### Work order
Please transcribe, without changes, the passage of the pandemic column below that opens with the words containing "Traditionally, my December" and closes with "our rear-view mirror.".

### Page extract
Traditionally, my December column is a lookback at the noteworthy issues and accomplishments that defined our community in the prior 12 months. I am not doing that this year. We have heard enough of that for 2020.

Let’s focus on where we are today and what we can do to move forward. Hopefully then, we can watch this tumultuous pandemic fade in our rear-view mirror.

Currently, we are at a critical point as we battle significant community spread of COVID-19. We are in the very precarious position of trying to prevent our health care system from being overwhelmed.  

Since the beginning of the pandemic, the availability of ventilators and hospital beds have been the primary indicators to gauge the severity of the spread. But it’s much more than beds and vents.  Health care workers, by the nature of their work, are at great risk of exposure, getting sick, necessitating isolation and quarantine. Not only does health care delivery become limited by the reduction of workforce, but there is the physical and mental toll on those that don’t get sick and become overworked, impacting their productivity.

### Stored data
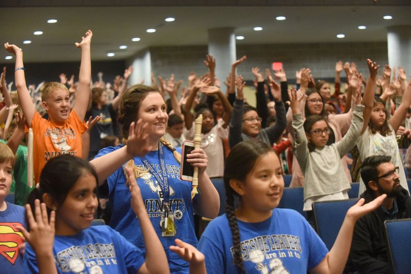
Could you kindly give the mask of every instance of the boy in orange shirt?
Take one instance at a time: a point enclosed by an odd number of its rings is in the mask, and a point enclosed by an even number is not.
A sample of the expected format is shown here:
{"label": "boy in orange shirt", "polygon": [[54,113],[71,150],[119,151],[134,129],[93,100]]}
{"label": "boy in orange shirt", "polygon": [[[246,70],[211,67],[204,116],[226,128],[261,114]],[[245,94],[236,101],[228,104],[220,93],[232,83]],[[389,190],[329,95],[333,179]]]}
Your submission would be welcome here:
{"label": "boy in orange shirt", "polygon": [[[67,87],[57,82],[46,83],[42,89],[42,104],[49,115],[48,120],[35,111],[26,85],[23,51],[15,45],[5,44],[6,49],[16,55],[14,80],[26,123],[33,129],[34,182],[39,183],[40,172],[50,159],[61,154],[70,153],[81,157],[81,136],[87,129],[84,122],[91,80],[90,44],[92,33],[76,46],[81,49],[81,64],[76,104],[71,110]],[[70,110],[71,110],[70,111]]]}

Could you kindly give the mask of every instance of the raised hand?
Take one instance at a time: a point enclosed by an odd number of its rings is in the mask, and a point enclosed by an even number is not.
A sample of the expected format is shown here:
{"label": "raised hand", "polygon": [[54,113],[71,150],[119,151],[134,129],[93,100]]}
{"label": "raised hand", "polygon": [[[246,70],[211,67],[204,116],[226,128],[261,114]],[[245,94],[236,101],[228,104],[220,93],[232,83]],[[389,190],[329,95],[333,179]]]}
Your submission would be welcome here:
{"label": "raised hand", "polygon": [[128,138],[127,139],[127,153],[132,155],[144,156],[153,148],[148,144],[148,123],[144,123],[141,119],[130,125]]}
{"label": "raised hand", "polygon": [[335,63],[335,72],[340,73],[343,71],[343,61],[340,60]]}
{"label": "raised hand", "polygon": [[171,245],[170,249],[173,252],[177,254],[181,258],[192,264],[204,264],[205,258],[204,255],[198,250],[191,245],[180,239],[176,239],[174,240],[177,245]]}
{"label": "raised hand", "polygon": [[39,200],[34,201],[35,217],[33,216],[30,205],[26,205],[26,212],[30,226],[30,232],[27,231],[23,226],[18,226],[16,228],[23,233],[24,238],[34,249],[38,258],[46,254],[51,255],[52,256],[55,212],[54,211],[51,211],[49,221],[46,204],[42,203],[40,205]]}
{"label": "raised hand", "polygon": [[243,56],[242,57],[241,57],[241,58],[240,58],[239,59],[237,60],[236,61],[234,62],[234,63],[233,63],[233,64],[232,65],[232,67],[233,67],[234,68],[237,67],[237,66],[238,65],[239,65],[241,63],[244,62],[244,61],[247,58],[247,56],[246,56],[246,55]]}
{"label": "raised hand", "polygon": [[244,92],[243,89],[244,86],[246,85],[246,82],[243,81],[241,75],[239,75],[237,76],[237,80],[235,81],[235,84],[237,85],[237,99],[242,100],[244,98]]}
{"label": "raised hand", "polygon": [[386,197],[386,194],[383,194],[365,205],[364,203],[365,200],[364,198],[361,198],[355,205],[348,209],[346,216],[352,219],[354,222],[357,222],[358,219],[378,207]]}
{"label": "raised hand", "polygon": [[61,83],[65,85],[67,83],[67,77],[65,73],[60,73],[59,77],[60,79]]}
{"label": "raised hand", "polygon": [[206,55],[206,60],[203,62],[210,71],[214,71],[215,69],[215,58],[213,57],[213,55],[210,54]]}
{"label": "raised hand", "polygon": [[288,97],[290,99],[289,102],[287,103],[290,105],[293,114],[299,114],[301,113],[300,110],[300,103],[301,101],[302,96],[298,99],[297,95],[297,91],[294,88],[288,89]]}
{"label": "raised hand", "polygon": [[252,72],[253,75],[255,77],[257,82],[264,82],[264,76],[263,76],[263,74],[260,72],[259,68],[257,67],[251,68],[251,72]]}
{"label": "raised hand", "polygon": [[14,55],[16,55],[16,53],[22,51],[22,49],[21,49],[15,45],[9,44],[9,42],[5,43],[4,48],[5,48],[6,50],[8,51],[10,53],[12,53]]}
{"label": "raised hand", "polygon": [[81,37],[81,42],[80,43],[74,43],[76,46],[79,48],[81,48],[84,46],[89,46],[90,44],[91,43],[91,37],[92,37],[92,32],[88,30],[87,32],[86,32],[86,36]]}
{"label": "raised hand", "polygon": [[124,80],[126,81],[128,80],[128,78],[130,77],[130,75],[132,75],[134,70],[134,69],[132,66],[128,66],[128,67],[124,70],[124,74],[123,76],[124,77]]}
{"label": "raised hand", "polygon": [[271,95],[274,97],[274,101],[279,102],[281,101],[281,87],[274,81],[271,76],[268,77],[269,84],[271,90]]}
{"label": "raised hand", "polygon": [[373,62],[369,59],[367,59],[367,65],[368,66],[368,70],[369,70],[369,77],[375,81],[377,75],[378,74],[380,65],[377,65],[376,62]]}
{"label": "raised hand", "polygon": [[282,68],[279,70],[276,70],[274,72],[274,76],[277,79],[279,79],[281,82],[287,81],[287,75],[284,69]]}
{"label": "raised hand", "polygon": [[218,92],[221,92],[220,89],[217,87],[214,86],[208,86],[207,87],[201,87],[200,88],[200,91],[202,93],[205,93],[207,95],[214,94]]}

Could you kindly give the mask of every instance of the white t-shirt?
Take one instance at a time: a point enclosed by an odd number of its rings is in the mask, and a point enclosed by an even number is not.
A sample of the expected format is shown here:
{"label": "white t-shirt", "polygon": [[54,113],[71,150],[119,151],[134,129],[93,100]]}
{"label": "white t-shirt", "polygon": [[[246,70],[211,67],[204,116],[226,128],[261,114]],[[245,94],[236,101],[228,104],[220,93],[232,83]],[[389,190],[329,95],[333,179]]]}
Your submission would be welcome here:
{"label": "white t-shirt", "polygon": [[[357,142],[357,146],[360,151],[360,156],[361,160],[364,161],[367,157],[375,155],[390,156],[391,162],[394,166],[400,168],[398,175],[400,176],[401,186],[408,190],[407,179],[402,165],[402,158],[400,154],[395,132],[389,123],[388,126],[391,129],[391,134],[387,134],[386,136],[383,136],[378,132],[372,134],[369,127],[364,131]],[[360,177],[359,197],[365,190],[365,185]]]}
{"label": "white t-shirt", "polygon": [[[208,164],[206,171],[210,178],[222,177],[224,172],[224,147],[223,138],[228,138],[229,127],[224,128],[224,121],[218,119],[217,124],[206,134],[201,133],[200,147],[208,157]],[[186,139],[194,140],[195,133],[195,123],[185,135]]]}

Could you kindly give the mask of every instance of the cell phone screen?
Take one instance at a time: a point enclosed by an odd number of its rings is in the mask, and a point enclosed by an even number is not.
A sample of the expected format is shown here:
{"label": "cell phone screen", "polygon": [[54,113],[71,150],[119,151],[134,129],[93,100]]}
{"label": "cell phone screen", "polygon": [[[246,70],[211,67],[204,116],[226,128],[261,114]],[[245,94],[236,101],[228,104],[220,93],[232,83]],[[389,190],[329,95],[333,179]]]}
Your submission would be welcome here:
{"label": "cell phone screen", "polygon": [[191,153],[194,150],[194,147],[184,146],[184,155],[183,155],[183,171],[182,174],[184,176],[192,177],[194,174],[194,167],[190,165],[187,162],[187,154]]}

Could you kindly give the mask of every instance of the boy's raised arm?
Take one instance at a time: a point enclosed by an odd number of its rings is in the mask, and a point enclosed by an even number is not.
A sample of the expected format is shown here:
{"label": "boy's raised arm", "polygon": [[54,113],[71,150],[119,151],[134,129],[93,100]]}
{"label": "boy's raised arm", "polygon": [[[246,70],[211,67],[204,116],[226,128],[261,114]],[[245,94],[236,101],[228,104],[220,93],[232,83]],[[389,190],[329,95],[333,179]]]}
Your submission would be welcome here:
{"label": "boy's raised arm", "polygon": [[93,33],[88,30],[86,32],[85,37],[82,37],[81,43],[76,43],[76,46],[81,49],[81,64],[80,72],[79,74],[79,87],[76,94],[76,104],[73,110],[77,115],[84,120],[87,108],[88,106],[88,100],[90,96],[90,84],[91,82],[91,60],[90,53],[90,45]]}
{"label": "boy's raised arm", "polygon": [[23,51],[15,45],[10,45],[8,43],[4,44],[6,50],[14,54],[16,56],[16,63],[14,69],[14,82],[15,82],[17,93],[20,100],[20,105],[26,118],[26,122],[28,126],[31,125],[31,121],[34,116],[35,109],[30,93],[26,85],[26,79],[24,76],[24,66],[23,64]]}

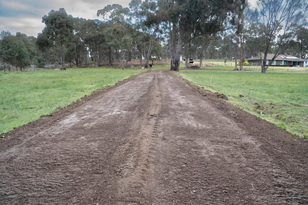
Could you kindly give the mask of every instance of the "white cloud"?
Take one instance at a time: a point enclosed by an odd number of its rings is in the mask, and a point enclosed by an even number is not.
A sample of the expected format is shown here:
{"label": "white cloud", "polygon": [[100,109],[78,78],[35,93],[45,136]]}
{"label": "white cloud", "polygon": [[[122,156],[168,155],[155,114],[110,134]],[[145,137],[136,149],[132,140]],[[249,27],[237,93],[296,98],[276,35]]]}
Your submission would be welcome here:
{"label": "white cloud", "polygon": [[8,30],[13,34],[20,32],[28,36],[36,36],[45,26],[41,18],[31,16],[22,18],[0,17],[0,31]]}
{"label": "white cloud", "polygon": [[31,7],[27,4],[14,1],[4,0],[1,2],[1,6],[6,9],[19,11],[27,10],[31,9]]}

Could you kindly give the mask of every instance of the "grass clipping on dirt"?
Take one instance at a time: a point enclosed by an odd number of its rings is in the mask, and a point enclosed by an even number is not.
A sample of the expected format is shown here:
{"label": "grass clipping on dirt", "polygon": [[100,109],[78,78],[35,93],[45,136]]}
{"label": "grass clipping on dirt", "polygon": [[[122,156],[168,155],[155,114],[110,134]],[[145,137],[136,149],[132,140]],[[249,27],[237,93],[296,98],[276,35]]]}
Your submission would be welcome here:
{"label": "grass clipping on dirt", "polygon": [[[308,139],[308,74],[187,70],[179,75],[217,87],[205,89],[227,95],[228,102]],[[247,96],[240,97],[240,93]]]}
{"label": "grass clipping on dirt", "polygon": [[143,71],[103,67],[0,73],[0,133]]}

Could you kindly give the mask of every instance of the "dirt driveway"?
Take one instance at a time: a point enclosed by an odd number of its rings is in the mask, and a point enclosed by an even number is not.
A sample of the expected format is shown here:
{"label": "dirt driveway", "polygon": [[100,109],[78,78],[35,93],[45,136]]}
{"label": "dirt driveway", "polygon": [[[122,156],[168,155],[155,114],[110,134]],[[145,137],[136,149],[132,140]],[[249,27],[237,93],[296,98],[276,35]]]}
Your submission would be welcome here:
{"label": "dirt driveway", "polygon": [[308,203],[307,142],[215,97],[148,72],[16,129],[0,204]]}

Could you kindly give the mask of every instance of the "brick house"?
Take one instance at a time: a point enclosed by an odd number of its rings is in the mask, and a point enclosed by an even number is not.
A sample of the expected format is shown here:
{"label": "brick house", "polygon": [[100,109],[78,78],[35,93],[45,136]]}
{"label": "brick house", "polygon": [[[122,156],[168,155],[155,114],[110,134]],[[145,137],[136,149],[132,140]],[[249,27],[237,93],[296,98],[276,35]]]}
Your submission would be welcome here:
{"label": "brick house", "polygon": [[[268,65],[270,61],[274,57],[274,54],[268,54],[266,57],[266,65]],[[260,56],[256,56],[247,59],[251,66],[261,66],[262,61],[264,55],[261,55],[261,59],[260,59]],[[307,60],[302,59],[293,56],[285,54],[279,55],[272,62],[270,65],[275,66],[287,66],[289,67],[306,67]]]}

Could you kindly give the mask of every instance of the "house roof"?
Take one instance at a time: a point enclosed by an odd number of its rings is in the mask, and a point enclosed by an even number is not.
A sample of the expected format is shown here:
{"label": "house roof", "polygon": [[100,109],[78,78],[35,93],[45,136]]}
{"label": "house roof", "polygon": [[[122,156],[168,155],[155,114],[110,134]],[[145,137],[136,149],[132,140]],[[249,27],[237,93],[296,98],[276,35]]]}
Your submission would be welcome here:
{"label": "house roof", "polygon": [[[273,59],[273,58],[274,57],[274,54],[268,54],[267,56],[266,56],[266,60],[271,60]],[[261,55],[261,60],[263,60],[264,58],[264,54],[262,54]],[[247,59],[247,60],[259,60],[260,59],[260,56],[256,56],[255,57],[254,57],[252,58],[249,58]],[[298,58],[297,57],[294,56],[291,56],[290,55],[278,55],[277,56],[277,57],[274,59],[274,60],[276,61],[307,61],[307,60],[305,60],[305,59],[302,59],[302,58]]]}

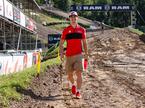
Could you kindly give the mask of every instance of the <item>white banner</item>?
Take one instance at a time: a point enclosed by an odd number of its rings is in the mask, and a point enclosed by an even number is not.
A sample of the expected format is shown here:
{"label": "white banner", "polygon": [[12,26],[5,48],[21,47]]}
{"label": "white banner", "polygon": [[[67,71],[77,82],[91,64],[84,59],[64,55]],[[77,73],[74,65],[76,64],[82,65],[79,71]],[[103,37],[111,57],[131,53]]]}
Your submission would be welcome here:
{"label": "white banner", "polygon": [[28,62],[27,62],[27,67],[31,67],[32,66],[32,58],[33,58],[33,53],[27,53],[27,57],[28,57]]}
{"label": "white banner", "polygon": [[0,56],[0,75],[2,75],[3,74],[3,72],[4,72],[4,57],[3,56]]}
{"label": "white banner", "polygon": [[4,0],[4,7],[5,7],[5,17],[10,20],[13,20],[13,6],[7,0]]}
{"label": "white banner", "polygon": [[3,0],[0,0],[0,15],[4,15],[4,2]]}
{"label": "white banner", "polygon": [[20,25],[23,27],[25,27],[25,25],[26,25],[25,15],[22,12],[20,12]]}

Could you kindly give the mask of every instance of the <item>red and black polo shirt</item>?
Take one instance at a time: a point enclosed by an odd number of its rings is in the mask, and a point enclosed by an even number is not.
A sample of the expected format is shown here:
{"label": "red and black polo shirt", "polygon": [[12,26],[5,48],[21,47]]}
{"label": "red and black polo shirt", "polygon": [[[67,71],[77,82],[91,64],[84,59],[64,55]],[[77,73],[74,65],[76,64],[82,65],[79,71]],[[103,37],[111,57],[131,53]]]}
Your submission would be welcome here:
{"label": "red and black polo shirt", "polygon": [[66,56],[73,56],[82,53],[82,39],[86,38],[86,30],[77,25],[73,28],[71,25],[66,27],[63,32],[61,39],[66,40],[67,50]]}

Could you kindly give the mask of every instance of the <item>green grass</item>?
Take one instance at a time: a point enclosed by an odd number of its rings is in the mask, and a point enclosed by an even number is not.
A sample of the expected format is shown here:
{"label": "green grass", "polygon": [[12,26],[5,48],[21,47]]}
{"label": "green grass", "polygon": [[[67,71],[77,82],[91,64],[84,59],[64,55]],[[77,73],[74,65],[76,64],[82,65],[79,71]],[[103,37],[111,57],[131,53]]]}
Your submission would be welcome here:
{"label": "green grass", "polygon": [[129,30],[133,33],[136,33],[138,35],[142,35],[144,34],[142,31],[138,30],[138,29],[134,29],[134,28],[129,28]]}
{"label": "green grass", "polygon": [[[41,72],[46,71],[48,65],[60,64],[58,58],[54,58],[41,64]],[[20,100],[21,94],[16,91],[16,85],[27,88],[36,75],[36,66],[25,69],[22,72],[0,76],[0,104],[7,107],[9,100]]]}

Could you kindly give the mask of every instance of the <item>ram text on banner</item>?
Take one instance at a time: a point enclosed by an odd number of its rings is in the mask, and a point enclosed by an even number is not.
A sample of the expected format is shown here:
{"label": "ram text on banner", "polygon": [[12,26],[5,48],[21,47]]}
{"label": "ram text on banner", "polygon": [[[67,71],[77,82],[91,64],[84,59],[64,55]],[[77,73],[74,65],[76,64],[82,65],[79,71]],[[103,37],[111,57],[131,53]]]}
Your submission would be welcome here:
{"label": "ram text on banner", "polygon": [[5,7],[5,17],[13,20],[13,6],[7,0],[4,0],[4,7]]}

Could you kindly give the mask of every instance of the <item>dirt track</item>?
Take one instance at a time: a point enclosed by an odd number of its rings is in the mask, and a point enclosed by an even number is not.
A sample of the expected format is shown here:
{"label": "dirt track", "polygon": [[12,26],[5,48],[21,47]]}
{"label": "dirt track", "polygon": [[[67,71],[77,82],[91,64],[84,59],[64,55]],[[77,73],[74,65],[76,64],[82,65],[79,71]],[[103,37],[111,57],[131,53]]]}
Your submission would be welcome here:
{"label": "dirt track", "polygon": [[63,69],[54,66],[27,90],[17,85],[23,100],[10,108],[145,108],[145,44],[138,35],[116,29],[88,36],[90,65],[83,73],[82,99],[61,89]]}

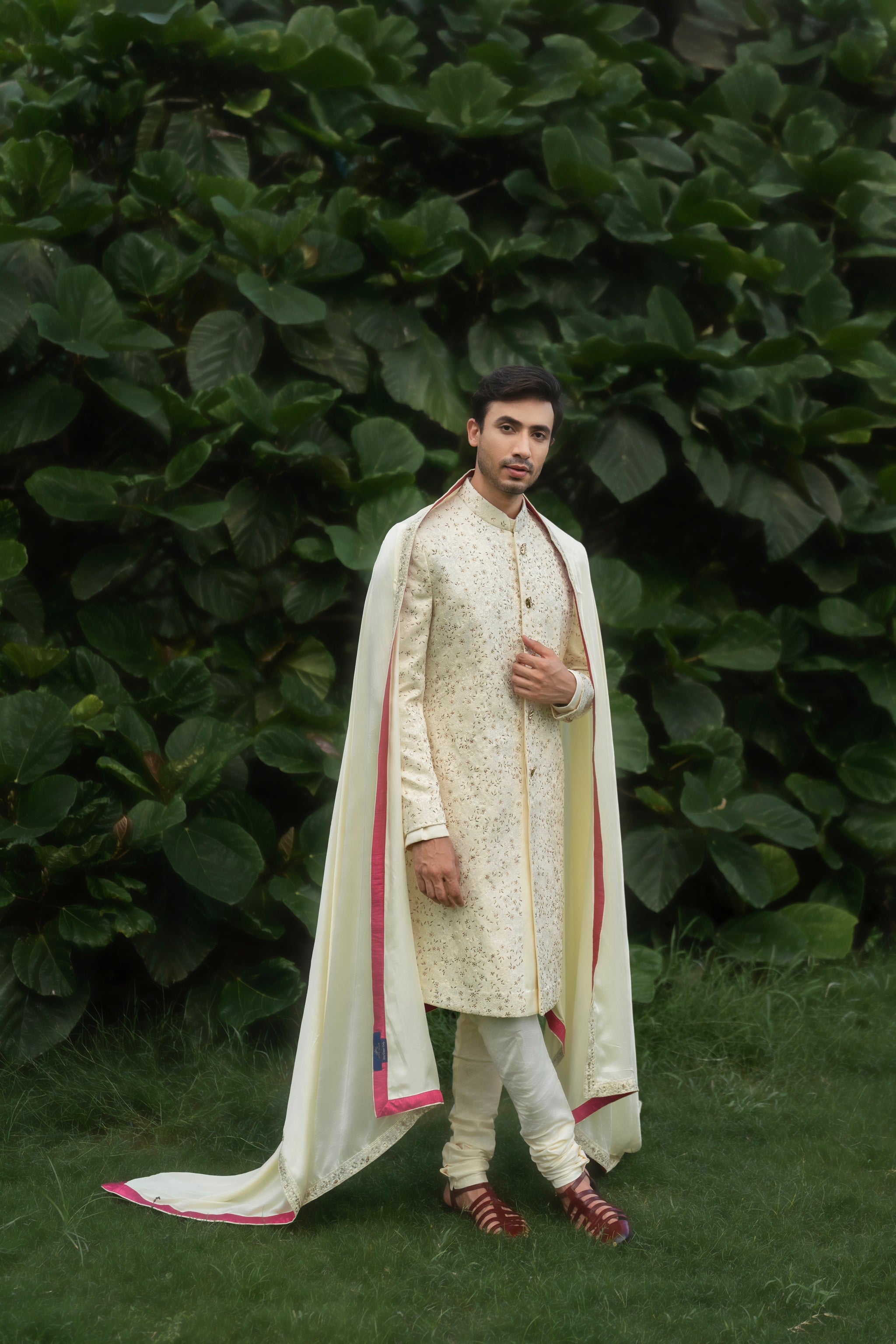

### Exercise solution
Traditionally, my December column is a lookback at the noteworthy issues and accomplishments that defined our community in the prior 12 months. I am not doing that this year. We have heard enough of that for 2020.

Let’s focus on where we are today and what we can do to move forward. Hopefully then, we can watch this tumultuous pandemic fade in our rear-view mirror.